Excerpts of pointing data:
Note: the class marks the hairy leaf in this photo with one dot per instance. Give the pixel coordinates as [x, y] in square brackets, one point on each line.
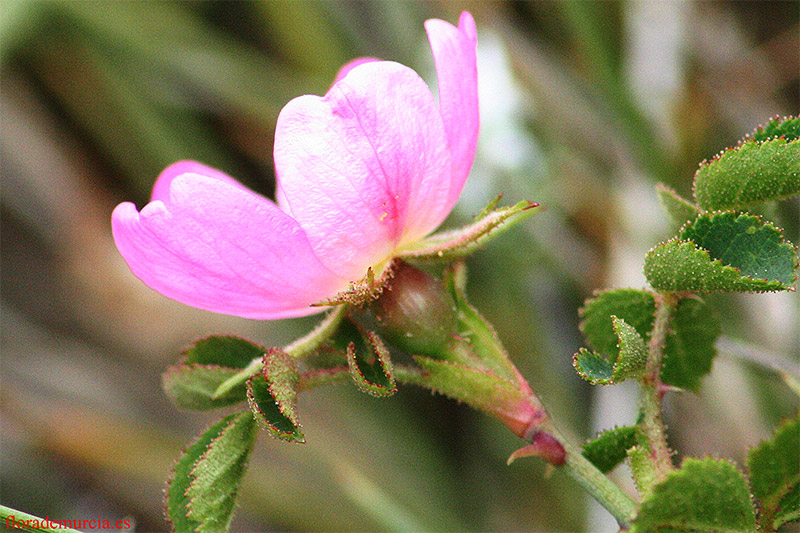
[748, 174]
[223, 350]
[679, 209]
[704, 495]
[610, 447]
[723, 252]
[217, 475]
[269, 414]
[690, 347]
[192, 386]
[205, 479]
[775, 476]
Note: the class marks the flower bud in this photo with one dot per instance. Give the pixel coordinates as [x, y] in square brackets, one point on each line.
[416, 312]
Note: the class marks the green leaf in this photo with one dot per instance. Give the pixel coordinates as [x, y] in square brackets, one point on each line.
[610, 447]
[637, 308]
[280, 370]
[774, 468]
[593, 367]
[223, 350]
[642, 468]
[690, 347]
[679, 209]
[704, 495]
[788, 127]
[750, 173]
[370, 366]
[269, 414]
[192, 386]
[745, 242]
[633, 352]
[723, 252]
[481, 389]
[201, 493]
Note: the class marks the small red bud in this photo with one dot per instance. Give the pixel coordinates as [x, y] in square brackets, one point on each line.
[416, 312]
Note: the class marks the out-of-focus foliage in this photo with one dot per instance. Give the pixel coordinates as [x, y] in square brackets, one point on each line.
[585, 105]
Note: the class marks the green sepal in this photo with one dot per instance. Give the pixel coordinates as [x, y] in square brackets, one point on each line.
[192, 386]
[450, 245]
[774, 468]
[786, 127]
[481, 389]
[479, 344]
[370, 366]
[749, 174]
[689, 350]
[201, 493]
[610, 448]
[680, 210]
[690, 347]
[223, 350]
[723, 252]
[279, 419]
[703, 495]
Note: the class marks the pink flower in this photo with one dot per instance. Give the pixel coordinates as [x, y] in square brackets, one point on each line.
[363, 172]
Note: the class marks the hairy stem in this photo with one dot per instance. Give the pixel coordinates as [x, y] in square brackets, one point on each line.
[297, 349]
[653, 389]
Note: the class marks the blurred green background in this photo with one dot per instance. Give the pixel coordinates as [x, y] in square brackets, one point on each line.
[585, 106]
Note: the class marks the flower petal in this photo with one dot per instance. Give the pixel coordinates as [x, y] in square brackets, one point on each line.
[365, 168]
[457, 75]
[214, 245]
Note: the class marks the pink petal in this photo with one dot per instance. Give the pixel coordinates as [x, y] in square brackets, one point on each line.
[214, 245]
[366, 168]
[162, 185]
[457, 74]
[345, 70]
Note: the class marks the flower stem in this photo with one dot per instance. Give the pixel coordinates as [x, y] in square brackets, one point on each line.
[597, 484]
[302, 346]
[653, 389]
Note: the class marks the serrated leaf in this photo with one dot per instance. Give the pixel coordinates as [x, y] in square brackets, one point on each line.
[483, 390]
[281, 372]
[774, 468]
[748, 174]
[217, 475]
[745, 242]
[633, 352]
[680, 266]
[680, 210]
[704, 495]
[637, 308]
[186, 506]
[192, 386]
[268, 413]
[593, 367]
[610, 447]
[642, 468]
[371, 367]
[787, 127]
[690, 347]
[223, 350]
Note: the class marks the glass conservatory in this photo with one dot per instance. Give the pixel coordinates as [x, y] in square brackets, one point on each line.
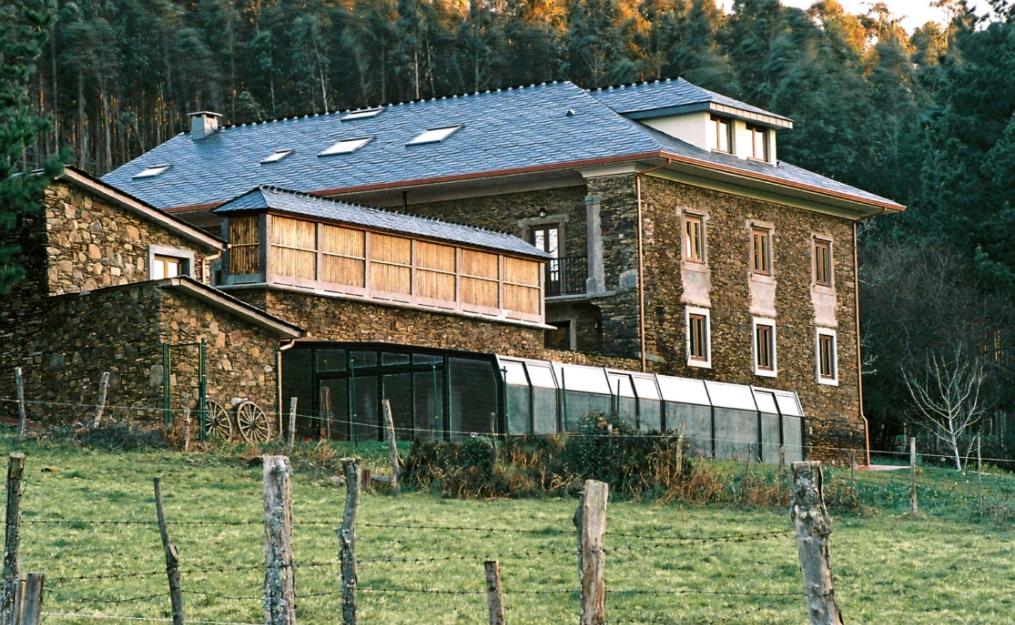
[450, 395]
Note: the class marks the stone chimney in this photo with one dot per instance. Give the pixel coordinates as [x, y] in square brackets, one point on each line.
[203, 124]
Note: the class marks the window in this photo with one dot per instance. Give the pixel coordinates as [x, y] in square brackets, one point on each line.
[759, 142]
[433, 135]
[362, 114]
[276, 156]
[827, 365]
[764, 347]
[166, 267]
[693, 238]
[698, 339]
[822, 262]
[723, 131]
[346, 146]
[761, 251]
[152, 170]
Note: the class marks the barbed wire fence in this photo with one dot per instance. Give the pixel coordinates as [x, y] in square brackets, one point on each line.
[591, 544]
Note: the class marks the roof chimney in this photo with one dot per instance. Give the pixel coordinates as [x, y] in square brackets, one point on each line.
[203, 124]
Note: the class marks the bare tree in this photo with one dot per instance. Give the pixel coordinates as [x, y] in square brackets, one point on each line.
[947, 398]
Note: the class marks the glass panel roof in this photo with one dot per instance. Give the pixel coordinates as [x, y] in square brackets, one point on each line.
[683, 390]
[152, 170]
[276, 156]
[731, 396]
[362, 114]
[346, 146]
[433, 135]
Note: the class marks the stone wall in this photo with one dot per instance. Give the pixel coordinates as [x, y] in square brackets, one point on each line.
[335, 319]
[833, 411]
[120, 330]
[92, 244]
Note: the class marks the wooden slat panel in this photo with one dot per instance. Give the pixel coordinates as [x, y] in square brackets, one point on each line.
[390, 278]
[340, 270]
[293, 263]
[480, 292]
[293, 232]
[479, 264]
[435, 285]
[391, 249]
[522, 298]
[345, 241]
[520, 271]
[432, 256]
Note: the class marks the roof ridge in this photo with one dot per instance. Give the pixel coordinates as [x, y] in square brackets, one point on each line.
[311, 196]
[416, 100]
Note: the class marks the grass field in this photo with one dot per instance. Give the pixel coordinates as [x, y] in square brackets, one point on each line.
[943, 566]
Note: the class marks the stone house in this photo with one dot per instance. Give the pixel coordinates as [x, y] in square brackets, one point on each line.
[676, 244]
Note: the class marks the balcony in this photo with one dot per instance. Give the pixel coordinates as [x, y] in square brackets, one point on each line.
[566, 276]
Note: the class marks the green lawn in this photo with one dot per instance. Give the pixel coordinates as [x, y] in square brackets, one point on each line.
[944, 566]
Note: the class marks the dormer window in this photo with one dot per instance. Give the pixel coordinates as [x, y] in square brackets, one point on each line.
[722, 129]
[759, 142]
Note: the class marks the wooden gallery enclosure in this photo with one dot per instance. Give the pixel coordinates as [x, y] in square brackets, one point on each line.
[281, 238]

* * *

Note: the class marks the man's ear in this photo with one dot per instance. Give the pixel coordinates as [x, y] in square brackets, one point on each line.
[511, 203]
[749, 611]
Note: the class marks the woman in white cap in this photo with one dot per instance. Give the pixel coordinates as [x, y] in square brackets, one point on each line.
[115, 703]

Short task: List each line in the rows above that contains the word "flower".

Answer:
Note: the class marks the flower bud in this photo with one dot per instance. Give the pixel coordinates as [x, y] in square brackets, one point on each line.
Note: the class marks the pink flower in this photo with one dot per instance. Give the pixel coordinates as [x, y] in square brackets, one point on each line.
Note: the class marks the flower petal in this photo with one dot per instance. Give the pixel coordinates as [x, y] in square brackets, one point on each line.
Note: the class marks the flower stem in this photo with one dot per instance. Give the pixel coordinates as [x, y] in square brackets, one point on each line.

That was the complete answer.